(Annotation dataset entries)
>> start
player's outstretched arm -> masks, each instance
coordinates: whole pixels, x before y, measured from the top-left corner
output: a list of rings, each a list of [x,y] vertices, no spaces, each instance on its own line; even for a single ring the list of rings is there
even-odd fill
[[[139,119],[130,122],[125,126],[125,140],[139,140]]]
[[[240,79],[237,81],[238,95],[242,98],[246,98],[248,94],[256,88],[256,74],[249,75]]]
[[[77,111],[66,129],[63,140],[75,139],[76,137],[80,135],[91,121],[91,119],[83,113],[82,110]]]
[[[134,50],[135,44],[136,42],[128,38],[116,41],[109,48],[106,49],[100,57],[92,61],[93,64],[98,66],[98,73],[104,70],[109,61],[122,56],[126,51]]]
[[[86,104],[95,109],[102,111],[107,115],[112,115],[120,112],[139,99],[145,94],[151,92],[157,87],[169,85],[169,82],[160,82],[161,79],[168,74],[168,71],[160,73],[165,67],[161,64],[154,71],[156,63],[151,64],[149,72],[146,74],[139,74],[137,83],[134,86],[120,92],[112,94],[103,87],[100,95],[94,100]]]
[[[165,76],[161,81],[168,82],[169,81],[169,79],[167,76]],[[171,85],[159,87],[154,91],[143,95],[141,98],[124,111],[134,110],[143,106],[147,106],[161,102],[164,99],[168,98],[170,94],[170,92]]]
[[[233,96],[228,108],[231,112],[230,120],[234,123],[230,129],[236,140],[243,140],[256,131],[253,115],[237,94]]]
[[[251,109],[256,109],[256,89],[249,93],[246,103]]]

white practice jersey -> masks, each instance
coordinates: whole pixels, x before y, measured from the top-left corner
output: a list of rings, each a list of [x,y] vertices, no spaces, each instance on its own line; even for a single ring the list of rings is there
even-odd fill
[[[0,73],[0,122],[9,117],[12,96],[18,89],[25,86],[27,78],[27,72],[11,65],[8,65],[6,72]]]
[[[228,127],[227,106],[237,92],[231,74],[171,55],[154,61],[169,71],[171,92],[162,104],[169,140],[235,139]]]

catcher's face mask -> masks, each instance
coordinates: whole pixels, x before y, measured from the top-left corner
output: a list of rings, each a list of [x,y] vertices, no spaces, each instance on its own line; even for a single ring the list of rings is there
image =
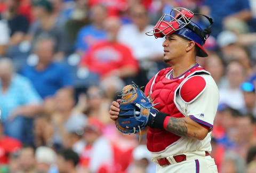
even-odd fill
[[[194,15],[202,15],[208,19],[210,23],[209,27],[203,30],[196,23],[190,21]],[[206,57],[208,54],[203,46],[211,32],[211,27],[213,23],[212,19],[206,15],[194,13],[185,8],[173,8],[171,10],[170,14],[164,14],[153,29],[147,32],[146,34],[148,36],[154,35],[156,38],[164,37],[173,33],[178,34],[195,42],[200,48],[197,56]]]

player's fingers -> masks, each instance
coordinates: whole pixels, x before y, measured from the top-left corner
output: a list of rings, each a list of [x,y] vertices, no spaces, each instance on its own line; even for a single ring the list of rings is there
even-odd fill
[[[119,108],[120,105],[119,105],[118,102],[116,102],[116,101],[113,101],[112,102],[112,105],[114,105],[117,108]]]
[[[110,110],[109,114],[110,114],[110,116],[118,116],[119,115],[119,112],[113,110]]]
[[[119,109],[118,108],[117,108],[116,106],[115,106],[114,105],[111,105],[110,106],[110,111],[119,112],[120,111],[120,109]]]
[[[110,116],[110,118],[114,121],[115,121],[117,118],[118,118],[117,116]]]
>> end
>> start
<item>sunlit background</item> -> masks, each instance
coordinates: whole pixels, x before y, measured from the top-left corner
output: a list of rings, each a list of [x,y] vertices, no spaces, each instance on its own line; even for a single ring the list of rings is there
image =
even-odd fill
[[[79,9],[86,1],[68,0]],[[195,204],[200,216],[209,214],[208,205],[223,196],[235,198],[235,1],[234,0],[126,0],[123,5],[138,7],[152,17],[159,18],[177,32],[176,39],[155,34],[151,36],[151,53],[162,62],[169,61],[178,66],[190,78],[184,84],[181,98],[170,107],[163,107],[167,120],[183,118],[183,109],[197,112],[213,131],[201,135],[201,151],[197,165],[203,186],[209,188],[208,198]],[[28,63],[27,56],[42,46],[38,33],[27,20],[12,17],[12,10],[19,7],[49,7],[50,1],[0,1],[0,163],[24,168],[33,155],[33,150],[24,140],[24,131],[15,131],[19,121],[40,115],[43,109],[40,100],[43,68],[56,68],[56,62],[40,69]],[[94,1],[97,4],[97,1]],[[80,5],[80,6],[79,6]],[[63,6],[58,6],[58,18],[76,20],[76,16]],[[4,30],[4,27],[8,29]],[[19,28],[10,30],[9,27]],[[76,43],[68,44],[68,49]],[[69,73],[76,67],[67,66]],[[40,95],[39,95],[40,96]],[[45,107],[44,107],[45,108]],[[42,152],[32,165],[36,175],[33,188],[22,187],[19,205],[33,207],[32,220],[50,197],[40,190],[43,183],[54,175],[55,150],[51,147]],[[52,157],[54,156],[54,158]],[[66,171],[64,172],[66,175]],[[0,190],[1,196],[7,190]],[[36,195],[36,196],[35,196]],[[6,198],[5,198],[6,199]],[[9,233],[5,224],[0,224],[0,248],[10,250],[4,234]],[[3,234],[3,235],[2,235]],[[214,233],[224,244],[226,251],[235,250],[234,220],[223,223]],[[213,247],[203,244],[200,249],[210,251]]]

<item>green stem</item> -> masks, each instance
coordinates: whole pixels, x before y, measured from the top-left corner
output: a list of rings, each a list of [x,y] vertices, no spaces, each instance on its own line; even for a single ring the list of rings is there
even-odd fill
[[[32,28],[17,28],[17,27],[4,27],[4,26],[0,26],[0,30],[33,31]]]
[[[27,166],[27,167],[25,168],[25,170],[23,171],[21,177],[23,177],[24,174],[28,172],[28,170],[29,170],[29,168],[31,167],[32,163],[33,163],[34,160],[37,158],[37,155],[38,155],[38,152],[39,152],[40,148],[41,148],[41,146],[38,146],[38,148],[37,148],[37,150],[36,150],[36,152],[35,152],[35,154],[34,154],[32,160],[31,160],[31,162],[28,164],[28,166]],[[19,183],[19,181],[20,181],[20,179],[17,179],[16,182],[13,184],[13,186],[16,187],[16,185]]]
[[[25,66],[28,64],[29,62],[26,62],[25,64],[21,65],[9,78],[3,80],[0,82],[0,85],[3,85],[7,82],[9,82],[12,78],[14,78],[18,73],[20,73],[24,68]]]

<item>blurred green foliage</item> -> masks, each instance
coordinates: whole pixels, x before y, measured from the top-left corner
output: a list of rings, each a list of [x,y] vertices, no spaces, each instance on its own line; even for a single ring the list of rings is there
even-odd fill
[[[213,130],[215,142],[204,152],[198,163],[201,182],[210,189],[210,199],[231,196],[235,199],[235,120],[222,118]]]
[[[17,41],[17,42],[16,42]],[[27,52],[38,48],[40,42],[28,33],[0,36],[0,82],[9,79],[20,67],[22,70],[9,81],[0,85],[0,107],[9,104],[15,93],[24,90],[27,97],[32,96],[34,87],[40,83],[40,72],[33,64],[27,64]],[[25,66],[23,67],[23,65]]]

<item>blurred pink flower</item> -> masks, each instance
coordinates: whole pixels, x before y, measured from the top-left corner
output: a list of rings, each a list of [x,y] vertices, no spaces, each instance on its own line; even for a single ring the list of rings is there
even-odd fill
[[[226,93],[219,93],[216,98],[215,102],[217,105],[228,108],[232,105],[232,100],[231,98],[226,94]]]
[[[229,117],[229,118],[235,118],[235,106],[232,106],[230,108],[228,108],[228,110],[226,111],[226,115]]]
>> end
## Written problem
Reproduce the entries starting with the line containing "player's outstretched arm" and going on through the line containing "[[[251,109],[256,109],[256,89],[249,93],[246,103]]]", keeping the request lines as they are. Offset every vertex coordinate in the answers by -97.

## Response to the task
player's outstretched arm -> masks, each instance
coordinates: whole pixels, x before y, measured from the top-left corner
output: a list of rings, each a list of [x,y] vertices, no spaces, each instance on its own line; even for a single ring the list of rings is there
even-odd fill
[[[42,22],[33,25],[28,29],[28,43],[42,43]]]
[[[143,-18],[140,-16],[141,-2],[145,1],[149,1],[151,-3],[159,-9],[159,-23],[152,-22]]]
[[[-20,14],[-31,32],[-34,43],[-22,42],[-21,40],[-17,38],[-6,24],[-6,22],[-14,16],[-15,13]]]
[[[37,-47],[38,-53],[39,-55],[31,-59],[19,-56],[12,-49],[9,-48],[3,-40],[-5,-36],[-4,-33],[1,-31],[1,-24],[7,-27],[12,-36],[25,-41],[29,-46]]]
[[[-11,7],[-2,12],[5,14],[10,18],[15,18],[23,15],[42,2],[48,-3],[54,-5],[60,-10],[72,-12],[72,-15],[63,-15],[64,-18],[71,-23],[71,-26],[63,-24],[68,-30],[64,-33],[57,-26],[59,-34],[54,-33],[52,-25],[49,-23],[42,-23],[40,-14],[37,-11],[23,-5],[15,-3],[6,-10],[3,-2],[-3,3]]]
[[[68,-21],[64,-16],[71,-15],[72,-16],[72,-18],[70,-21]],[[74,-12],[62,-10],[57,-6],[46,-2],[44,1],[27,14],[37,13],[46,9],[50,9],[64,5],[67,2],[71,1],[73,-3],[73,-5]]]
[[[136,-1],[131,11],[134,15],[133,23],[137,26],[133,32],[139,43],[146,43],[159,34],[156,18],[140,-3]]]
[[[154,12],[159,12],[159,-8],[152,-4],[149,6]]]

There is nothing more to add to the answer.